--- MATERIAL PROPORCIONADO ---
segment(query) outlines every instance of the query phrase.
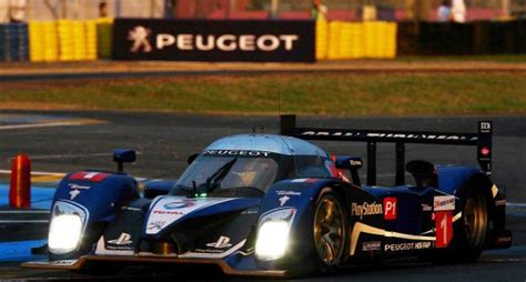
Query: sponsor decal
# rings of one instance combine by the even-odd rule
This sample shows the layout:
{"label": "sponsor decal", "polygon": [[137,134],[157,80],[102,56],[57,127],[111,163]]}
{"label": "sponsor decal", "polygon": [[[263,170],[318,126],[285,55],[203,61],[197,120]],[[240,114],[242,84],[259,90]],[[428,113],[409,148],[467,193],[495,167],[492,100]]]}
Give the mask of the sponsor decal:
{"label": "sponsor decal", "polygon": [[60,261],[52,261],[50,265],[53,266],[71,266],[77,263],[77,260],[60,260]]}
{"label": "sponsor decal", "polygon": [[[142,27],[141,27],[142,28]],[[144,29],[144,28],[143,28]],[[141,33],[142,36],[143,33]],[[148,36],[148,34],[146,34]],[[170,34],[159,33],[155,38],[155,48],[199,51],[276,51],[284,49],[291,51],[299,39],[297,34]]]}
{"label": "sponsor decal", "polygon": [[166,209],[166,210],[179,210],[179,209],[190,208],[190,207],[194,207],[194,205],[195,205],[195,200],[183,199],[183,200],[180,200],[180,201],[165,203],[163,205],[163,208]]}
{"label": "sponsor decal", "polygon": [[128,245],[128,244],[133,244],[133,241],[130,240],[131,235],[128,233],[121,233],[118,239],[114,240],[109,240],[109,244],[115,244],[115,245]]}
{"label": "sponsor decal", "polygon": [[289,202],[289,200],[291,200],[291,198],[289,195],[284,195],[277,200],[280,201],[280,207],[283,207],[286,202]]}
{"label": "sponsor decal", "polygon": [[136,26],[128,31],[128,40],[133,41],[130,52],[136,53],[142,51],[144,53],[150,53],[152,51],[152,46],[149,41],[151,33],[152,31],[150,29],[146,29],[142,26]]}
{"label": "sponsor decal", "polygon": [[341,138],[391,138],[391,139],[424,139],[424,140],[462,140],[475,141],[477,137],[461,135],[461,134],[433,134],[433,133],[398,133],[398,132],[374,132],[374,131],[305,131],[302,135],[308,137],[341,137]]}
{"label": "sponsor decal", "polygon": [[398,244],[385,244],[384,251],[386,252],[399,252],[411,250],[425,250],[432,248],[432,242],[411,242],[411,243],[398,243]]}
{"label": "sponsor decal", "polygon": [[497,238],[497,243],[507,243],[512,242],[512,236],[499,236]]}
{"label": "sponsor decal", "polygon": [[433,199],[434,211],[453,211],[455,210],[454,195],[435,195]]}
{"label": "sponsor decal", "polygon": [[216,242],[208,243],[206,246],[214,249],[225,249],[232,246],[232,244],[230,243],[230,238],[220,236]]}
{"label": "sponsor decal", "polygon": [[291,182],[293,183],[313,183],[316,182],[317,179],[294,179]]}
{"label": "sponsor decal", "polygon": [[313,21],[115,19],[113,59],[315,61]]}
{"label": "sponsor decal", "polygon": [[164,221],[153,221],[153,222],[150,222],[148,224],[148,230],[149,231],[159,231],[162,228],[164,228],[165,224],[166,224],[166,222],[164,222]]}
{"label": "sponsor decal", "polygon": [[382,250],[382,242],[380,241],[372,241],[372,242],[363,242],[362,243],[362,251],[380,251]]}
{"label": "sponsor decal", "polygon": [[182,211],[163,211],[163,210],[154,210],[154,214],[174,214],[174,215],[184,215],[185,213]]}
{"label": "sponsor decal", "polygon": [[396,198],[387,197],[384,199],[384,220],[396,220]]}
{"label": "sponsor decal", "polygon": [[362,167],[362,161],[357,161],[357,160],[350,160],[348,163],[351,164],[351,167]]}
{"label": "sponsor decal", "polygon": [[102,172],[75,172],[71,174],[70,180],[83,180],[83,181],[93,181],[102,182],[110,174]]}
{"label": "sponsor decal", "polygon": [[301,195],[302,192],[297,192],[297,191],[276,191],[276,194],[277,195]]}
{"label": "sponsor decal", "polygon": [[495,207],[506,205],[506,200],[495,201]]}
{"label": "sponsor decal", "polygon": [[481,130],[492,130],[492,123],[488,121],[481,122]]}
{"label": "sponsor decal", "polygon": [[351,215],[360,216],[361,220],[363,219],[363,216],[376,215],[376,214],[384,214],[384,209],[382,204],[380,203],[363,202],[362,204],[358,204],[358,203],[351,204]]}
{"label": "sponsor decal", "polygon": [[[185,200],[191,200],[192,204]],[[146,226],[154,226],[154,224],[158,222],[164,222],[164,225],[173,224],[192,212],[232,200],[232,198],[188,199],[184,197],[164,195],[158,198],[158,200],[152,203],[146,220]],[[168,208],[165,205],[168,205]],[[155,228],[145,229],[146,234],[156,234],[159,231],[160,229]]]}
{"label": "sponsor decal", "polygon": [[243,151],[243,150],[208,150],[203,154],[211,155],[233,155],[233,157],[264,157],[269,158],[270,152],[264,151]]}
{"label": "sponsor decal", "polygon": [[446,248],[453,239],[453,212],[435,212],[436,248]]}
{"label": "sponsor decal", "polygon": [[80,194],[80,190],[89,190],[90,187],[83,187],[83,185],[78,185],[78,184],[68,184],[70,187],[70,189],[72,189],[70,191],[70,200],[73,200],[75,199],[79,194]]}

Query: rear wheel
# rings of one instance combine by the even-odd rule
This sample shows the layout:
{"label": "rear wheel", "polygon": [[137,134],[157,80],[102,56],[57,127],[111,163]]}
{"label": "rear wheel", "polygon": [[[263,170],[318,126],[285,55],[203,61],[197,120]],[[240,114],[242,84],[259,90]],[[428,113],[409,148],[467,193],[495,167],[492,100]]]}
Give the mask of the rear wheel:
{"label": "rear wheel", "polygon": [[466,193],[458,224],[457,254],[464,261],[475,261],[486,242],[488,209],[486,194],[482,189],[469,189]]}
{"label": "rear wheel", "polygon": [[313,239],[318,271],[326,272],[338,265],[345,250],[346,213],[340,195],[331,188],[324,188],[316,201]]}

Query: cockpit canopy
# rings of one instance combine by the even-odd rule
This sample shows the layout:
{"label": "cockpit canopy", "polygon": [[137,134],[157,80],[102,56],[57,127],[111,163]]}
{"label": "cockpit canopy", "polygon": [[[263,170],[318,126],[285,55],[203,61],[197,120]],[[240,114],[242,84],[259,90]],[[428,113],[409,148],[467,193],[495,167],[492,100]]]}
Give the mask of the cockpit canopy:
{"label": "cockpit canopy", "polygon": [[241,134],[209,145],[179,179],[179,190],[211,194],[251,188],[265,192],[280,180],[328,178],[325,151],[306,141],[272,134]]}

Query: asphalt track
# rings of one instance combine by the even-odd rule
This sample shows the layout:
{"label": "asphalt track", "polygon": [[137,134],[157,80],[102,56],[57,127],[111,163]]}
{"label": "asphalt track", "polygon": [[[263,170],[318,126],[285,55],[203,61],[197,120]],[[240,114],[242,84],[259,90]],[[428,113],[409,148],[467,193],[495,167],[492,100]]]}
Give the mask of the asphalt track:
{"label": "asphalt track", "polygon": [[0,82],[70,79],[122,79],[184,75],[259,75],[270,73],[434,73],[526,72],[525,63],[498,61],[325,60],[316,63],[195,63],[165,61],[94,61],[57,63],[8,63],[0,69]]}
{"label": "asphalt track", "polygon": [[[494,121],[494,179],[506,187],[507,200],[526,202],[526,117],[414,117],[414,118],[320,118],[299,117],[303,127],[355,129],[396,129],[428,131],[476,131],[477,121]],[[57,122],[60,121],[60,122]],[[53,125],[53,122],[55,123]],[[68,124],[69,123],[69,124]],[[48,124],[48,125],[45,125]],[[277,117],[253,115],[188,115],[170,113],[117,112],[0,112],[0,170],[9,170],[11,158],[26,152],[32,159],[33,171],[65,172],[85,168],[114,170],[111,150],[138,150],[136,163],[125,170],[143,178],[176,178],[185,168],[186,158],[199,152],[219,137],[241,132],[277,132]],[[365,144],[320,143],[336,154],[355,154],[365,159]],[[426,159],[435,163],[475,164],[475,149],[466,147],[407,145],[406,160]],[[378,145],[378,181],[394,182],[394,147]],[[1,205],[1,204],[0,204]],[[483,254],[477,263],[433,265],[404,260],[382,265],[361,265],[320,280],[392,280],[392,281],[525,281],[526,280],[526,211],[525,207],[508,209],[508,228],[514,231],[514,246]],[[14,230],[14,226],[12,228]],[[6,233],[9,233],[9,226]],[[3,232],[2,232],[3,233]],[[6,234],[3,233],[3,234]],[[43,233],[43,234],[42,234]],[[43,238],[44,232],[40,232]],[[1,235],[0,235],[1,238]],[[20,238],[22,239],[22,238]],[[30,243],[37,244],[37,238]],[[6,240],[4,240],[6,241]],[[11,240],[10,240],[11,241]],[[22,243],[22,242],[19,242]],[[28,242],[24,242],[28,244]],[[1,243],[0,243],[1,248]],[[117,276],[93,276],[61,271],[23,270],[18,262],[0,263],[0,280],[219,280],[225,278],[202,270],[131,268]]]}

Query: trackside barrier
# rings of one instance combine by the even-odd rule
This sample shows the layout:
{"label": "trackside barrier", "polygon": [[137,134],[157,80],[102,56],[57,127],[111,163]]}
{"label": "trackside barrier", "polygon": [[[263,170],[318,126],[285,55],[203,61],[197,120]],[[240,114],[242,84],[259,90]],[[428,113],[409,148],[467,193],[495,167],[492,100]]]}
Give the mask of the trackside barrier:
{"label": "trackside barrier", "polygon": [[396,23],[384,21],[316,22],[317,59],[395,58]]}
{"label": "trackside barrier", "polygon": [[100,18],[95,23],[97,51],[100,59],[111,58],[113,18]]}
{"label": "trackside barrier", "polygon": [[[97,60],[100,40],[98,26],[98,20],[30,21],[30,60],[32,62]],[[111,27],[109,29],[111,30]],[[108,44],[108,40],[104,42]]]}
{"label": "trackside barrier", "polygon": [[26,154],[17,155],[11,165],[9,205],[28,209],[31,203],[31,161]]}
{"label": "trackside barrier", "polygon": [[27,61],[28,50],[28,24],[0,24],[0,61]]}

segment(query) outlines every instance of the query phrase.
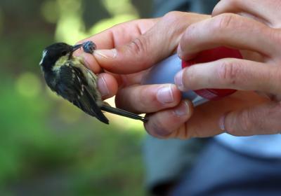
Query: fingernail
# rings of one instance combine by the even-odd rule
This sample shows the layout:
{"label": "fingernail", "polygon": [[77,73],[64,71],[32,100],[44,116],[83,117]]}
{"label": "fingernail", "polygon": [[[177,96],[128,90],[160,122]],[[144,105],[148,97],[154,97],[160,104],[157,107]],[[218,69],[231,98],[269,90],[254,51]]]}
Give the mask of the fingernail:
{"label": "fingernail", "polygon": [[183,87],[183,71],[182,70],[178,74],[176,74],[174,78],[175,84],[176,85],[178,88],[181,91],[185,90],[185,88]]}
{"label": "fingernail", "polygon": [[224,125],[225,120],[226,120],[226,114],[223,115],[222,117],[221,117],[220,120],[218,120],[218,126],[220,129],[223,131],[226,130],[226,127]]}
{"label": "fingernail", "polygon": [[98,79],[98,88],[102,97],[110,94],[105,78],[101,76]]}
{"label": "fingernail", "polygon": [[158,90],[157,97],[159,102],[162,104],[169,104],[174,102],[174,96],[171,90],[171,85],[168,87],[162,87]]}
{"label": "fingernail", "polygon": [[117,55],[117,50],[115,48],[110,50],[96,50],[93,52],[93,55],[105,59],[114,59]]}
{"label": "fingernail", "polygon": [[175,113],[178,116],[188,115],[189,112],[189,106],[187,102],[183,102],[175,110]]}

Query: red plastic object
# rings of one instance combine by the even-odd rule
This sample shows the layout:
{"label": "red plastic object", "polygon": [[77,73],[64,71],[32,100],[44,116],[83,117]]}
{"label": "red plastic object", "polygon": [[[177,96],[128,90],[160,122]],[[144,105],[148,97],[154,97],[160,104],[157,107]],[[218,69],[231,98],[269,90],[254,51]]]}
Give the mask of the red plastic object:
{"label": "red plastic object", "polygon": [[[201,52],[195,58],[188,62],[182,62],[181,66],[192,66],[195,64],[212,62],[223,58],[237,58],[242,59],[242,56],[237,50],[231,49],[226,47],[219,47],[211,50]],[[230,95],[236,92],[233,89],[200,89],[195,90],[200,96],[209,99],[216,100],[219,98]]]}

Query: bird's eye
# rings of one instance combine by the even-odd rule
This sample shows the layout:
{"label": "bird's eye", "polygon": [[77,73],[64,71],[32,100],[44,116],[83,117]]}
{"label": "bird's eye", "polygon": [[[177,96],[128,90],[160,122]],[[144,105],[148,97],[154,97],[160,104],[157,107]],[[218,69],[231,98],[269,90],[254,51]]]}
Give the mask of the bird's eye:
{"label": "bird's eye", "polygon": [[61,54],[62,54],[63,56],[65,56],[65,55],[66,55],[67,54],[67,51],[63,50],[63,51],[61,52]]}

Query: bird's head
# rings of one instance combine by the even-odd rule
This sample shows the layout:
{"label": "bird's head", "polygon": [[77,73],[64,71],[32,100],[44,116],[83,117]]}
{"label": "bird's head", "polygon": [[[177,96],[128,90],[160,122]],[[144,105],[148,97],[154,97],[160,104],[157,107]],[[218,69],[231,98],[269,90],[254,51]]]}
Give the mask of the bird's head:
{"label": "bird's head", "polygon": [[53,43],[43,51],[39,64],[44,71],[51,70],[56,64],[63,65],[72,57],[73,52],[82,46],[83,44],[72,46],[65,43]]}

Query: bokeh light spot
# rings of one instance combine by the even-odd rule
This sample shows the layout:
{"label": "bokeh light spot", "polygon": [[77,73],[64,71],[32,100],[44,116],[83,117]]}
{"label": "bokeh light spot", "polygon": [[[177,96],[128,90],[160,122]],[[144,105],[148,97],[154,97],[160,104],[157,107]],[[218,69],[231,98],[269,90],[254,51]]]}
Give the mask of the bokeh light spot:
{"label": "bokeh light spot", "polygon": [[15,88],[19,94],[26,97],[35,97],[41,90],[39,79],[32,72],[22,74],[15,83]]}
{"label": "bokeh light spot", "polygon": [[44,19],[51,23],[55,23],[58,18],[58,4],[55,1],[46,1],[41,7]]}
{"label": "bokeh light spot", "polygon": [[80,119],[82,111],[69,102],[62,100],[59,108],[58,116],[65,123],[74,123]]}

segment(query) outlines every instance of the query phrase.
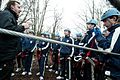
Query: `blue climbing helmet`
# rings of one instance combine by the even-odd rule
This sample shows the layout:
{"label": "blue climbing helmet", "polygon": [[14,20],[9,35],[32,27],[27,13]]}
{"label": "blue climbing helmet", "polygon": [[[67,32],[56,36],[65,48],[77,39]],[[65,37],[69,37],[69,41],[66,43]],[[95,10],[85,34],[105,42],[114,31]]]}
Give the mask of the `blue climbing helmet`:
{"label": "blue climbing helmet", "polygon": [[76,37],[82,37],[82,34],[81,33],[77,33]]}
{"label": "blue climbing helmet", "polygon": [[91,20],[89,20],[86,24],[94,24],[94,25],[97,25],[97,20],[95,20],[95,19],[91,19]]}
{"label": "blue climbing helmet", "polygon": [[105,20],[106,18],[109,18],[111,16],[120,16],[120,12],[116,8],[111,8],[101,16],[101,21]]}
{"label": "blue climbing helmet", "polygon": [[67,29],[65,29],[64,31],[68,31],[68,32],[70,32],[70,33],[71,33],[70,29],[68,29],[68,28],[67,28]]}
{"label": "blue climbing helmet", "polygon": [[29,31],[29,33],[35,34],[34,30],[32,30],[32,29],[29,29],[28,31]]}
{"label": "blue climbing helmet", "polygon": [[41,35],[44,35],[44,36],[45,36],[46,34],[45,34],[45,32],[42,32]]}
{"label": "blue climbing helmet", "polygon": [[55,33],[55,37],[60,37],[60,34],[59,33]]}

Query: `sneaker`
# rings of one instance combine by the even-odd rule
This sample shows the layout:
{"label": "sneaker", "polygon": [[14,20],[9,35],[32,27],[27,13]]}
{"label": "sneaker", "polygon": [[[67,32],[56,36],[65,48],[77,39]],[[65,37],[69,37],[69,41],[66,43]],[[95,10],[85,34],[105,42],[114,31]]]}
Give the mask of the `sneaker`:
{"label": "sneaker", "polygon": [[31,72],[28,72],[28,75],[29,75],[29,76],[31,76],[31,75],[32,75],[32,73],[31,73]]}
{"label": "sneaker", "polygon": [[56,79],[61,80],[61,79],[64,79],[64,77],[58,76],[56,77]]}
{"label": "sneaker", "polygon": [[40,72],[38,72],[36,75],[39,76],[39,75],[40,75]]}
{"label": "sneaker", "polygon": [[52,72],[53,70],[52,69],[49,69],[50,72]]}
{"label": "sneaker", "polygon": [[22,72],[22,75],[24,76],[24,75],[26,75],[27,74],[27,72]]}
{"label": "sneaker", "polygon": [[58,71],[55,71],[55,74],[58,74]]}
{"label": "sneaker", "polygon": [[48,68],[48,66],[45,66],[45,68]]}
{"label": "sneaker", "polygon": [[19,72],[19,71],[21,71],[21,68],[17,68],[15,72]]}
{"label": "sneaker", "polygon": [[43,80],[44,78],[43,78],[43,76],[40,76],[40,80]]}
{"label": "sneaker", "polygon": [[13,77],[14,75],[15,75],[15,73],[12,73],[12,74],[11,74],[11,77]]}

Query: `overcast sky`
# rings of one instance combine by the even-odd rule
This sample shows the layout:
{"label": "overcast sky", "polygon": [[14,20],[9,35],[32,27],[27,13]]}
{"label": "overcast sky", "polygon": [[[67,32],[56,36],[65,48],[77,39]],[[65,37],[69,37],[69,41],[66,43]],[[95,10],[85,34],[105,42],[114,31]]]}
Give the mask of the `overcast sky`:
{"label": "overcast sky", "polygon": [[[5,0],[6,2],[8,0]],[[40,0],[42,1],[42,0]],[[79,21],[77,15],[78,14],[83,14],[83,11],[87,9],[87,2],[89,3],[90,6],[92,6],[93,0],[50,0],[49,6],[47,10],[53,10],[54,8],[57,9],[58,12],[62,13],[62,25],[64,28],[70,28],[73,32],[77,32],[75,23],[77,23],[77,20]],[[100,4],[100,1],[104,0],[94,0],[95,5]],[[99,7],[99,6],[97,6]],[[48,12],[50,16],[51,13]],[[51,19],[46,19],[45,23],[49,23]],[[83,23],[85,24],[85,23]],[[49,25],[49,24],[47,24]],[[51,26],[52,24],[50,24]]]}

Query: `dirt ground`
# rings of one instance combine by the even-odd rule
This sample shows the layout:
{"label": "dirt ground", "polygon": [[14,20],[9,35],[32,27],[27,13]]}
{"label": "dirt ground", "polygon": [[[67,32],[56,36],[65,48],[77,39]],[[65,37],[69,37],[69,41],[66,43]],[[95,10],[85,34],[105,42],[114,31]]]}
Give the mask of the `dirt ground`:
{"label": "dirt ground", "polygon": [[[16,69],[16,68],[15,68]],[[39,76],[36,75],[38,72],[38,64],[37,59],[33,60],[32,65],[32,76],[22,76],[22,71],[15,72],[15,76],[13,76],[13,80],[39,80]],[[45,79],[44,80],[56,80],[56,76],[54,72],[49,72],[48,69],[45,69]]]}

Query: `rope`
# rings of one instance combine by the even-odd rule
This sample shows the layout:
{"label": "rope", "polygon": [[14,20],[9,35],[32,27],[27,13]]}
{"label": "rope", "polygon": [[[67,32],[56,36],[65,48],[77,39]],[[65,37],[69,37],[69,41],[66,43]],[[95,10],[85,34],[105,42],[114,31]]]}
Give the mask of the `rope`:
{"label": "rope", "polygon": [[56,40],[52,40],[52,39],[48,39],[48,38],[42,38],[42,37],[33,36],[33,35],[29,35],[29,34],[24,34],[24,33],[16,32],[16,31],[6,30],[6,29],[2,29],[2,28],[0,28],[0,33],[19,36],[19,37],[33,38],[33,39],[36,39],[36,40],[43,40],[43,41],[47,41],[47,42],[50,42],[50,43],[57,43],[57,44],[71,46],[71,47],[76,47],[76,48],[82,48],[82,49],[86,49],[86,50],[101,52],[103,54],[120,55],[118,53],[111,53],[111,52],[107,52],[107,51],[104,51],[104,50],[97,50],[97,49],[93,49],[93,48],[78,46],[78,45],[74,45],[74,44],[69,44],[69,43],[65,43],[65,42],[60,42],[60,41],[56,41]]}

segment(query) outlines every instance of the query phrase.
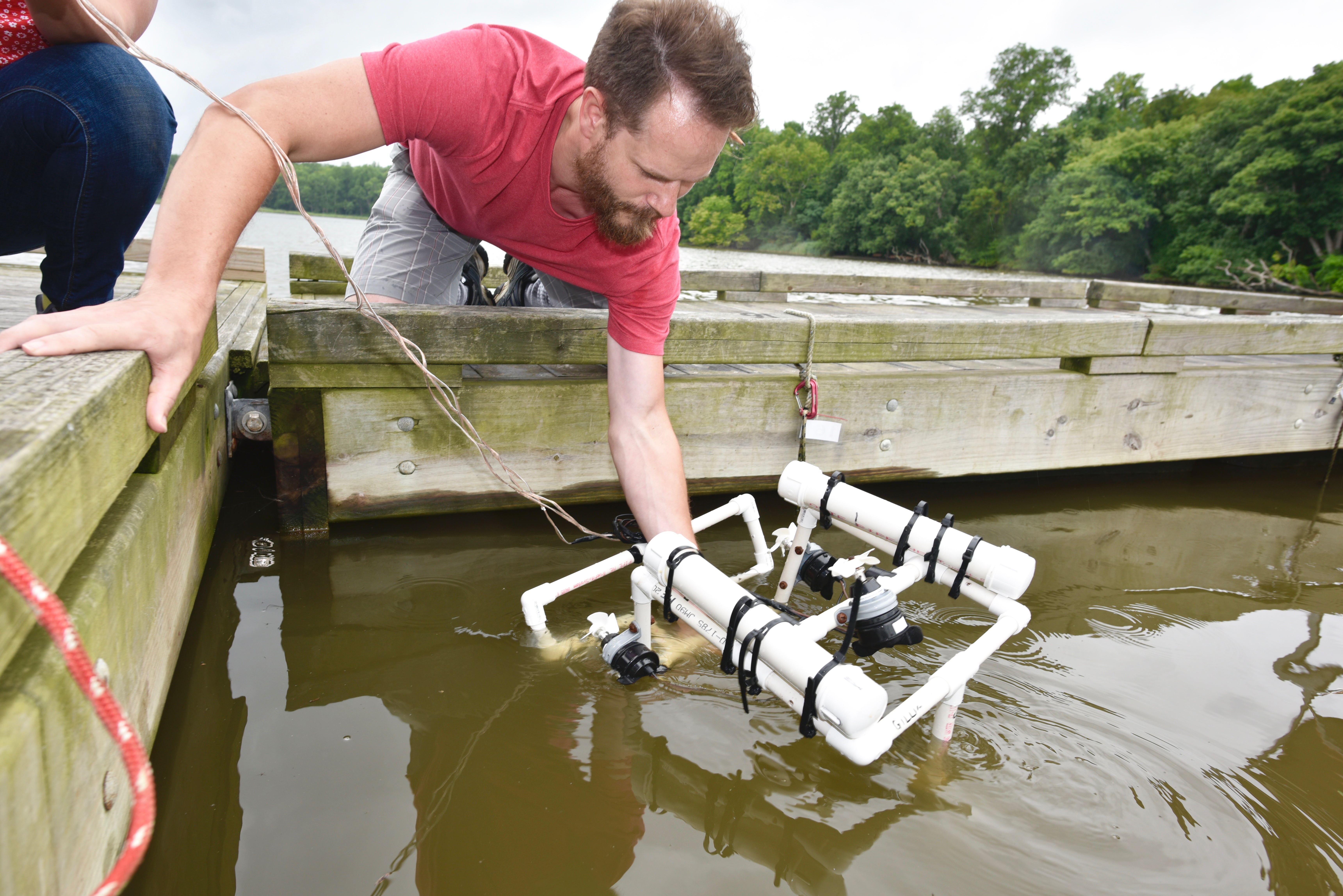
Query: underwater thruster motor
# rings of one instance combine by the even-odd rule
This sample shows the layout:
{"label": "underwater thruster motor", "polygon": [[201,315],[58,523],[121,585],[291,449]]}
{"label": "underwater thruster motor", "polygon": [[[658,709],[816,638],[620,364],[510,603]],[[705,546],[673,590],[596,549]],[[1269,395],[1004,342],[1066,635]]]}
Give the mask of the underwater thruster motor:
{"label": "underwater thruster motor", "polygon": [[835,596],[835,579],[830,575],[830,567],[835,564],[835,559],[826,553],[815,541],[807,544],[807,552],[802,555],[802,563],[798,564],[798,582],[806,582],[807,587],[819,594],[826,600],[833,600]]}
{"label": "underwater thruster motor", "polygon": [[602,638],[602,658],[615,669],[623,685],[633,685],[643,676],[657,673],[661,666],[658,654],[643,646],[633,623],[624,631]]}
{"label": "underwater thruster motor", "polygon": [[[858,602],[858,622],[853,652],[860,657],[870,657],[884,647],[897,643],[907,646],[923,641],[923,629],[905,622],[898,598],[881,586],[878,578],[893,575],[885,570],[868,570],[849,588],[850,595],[862,595]],[[845,622],[839,614],[839,622]]]}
---
## TAREA:
Extrae del material todas las líneas en las que aparezca la palabra "head". Ten en cuenta la diferencia entre mayúsculas y minúsculas.

## TAREA RESUELTA:
Query: bird's head
{"label": "bird's head", "polygon": [[77,73],[64,71],[32,100],[44,116],[83,117]]}
{"label": "bird's head", "polygon": [[[177,96],[128,90],[160,122]],[[144,105],[148,97],[154,97],[160,104],[157,107]],[[218,69],[231,98],[269,90],[254,51]]]}
Give the mask of the bird's head:
{"label": "bird's head", "polygon": [[53,43],[43,51],[39,64],[44,71],[51,70],[56,64],[63,65],[72,57],[73,52],[82,46],[83,44],[72,46],[65,43]]}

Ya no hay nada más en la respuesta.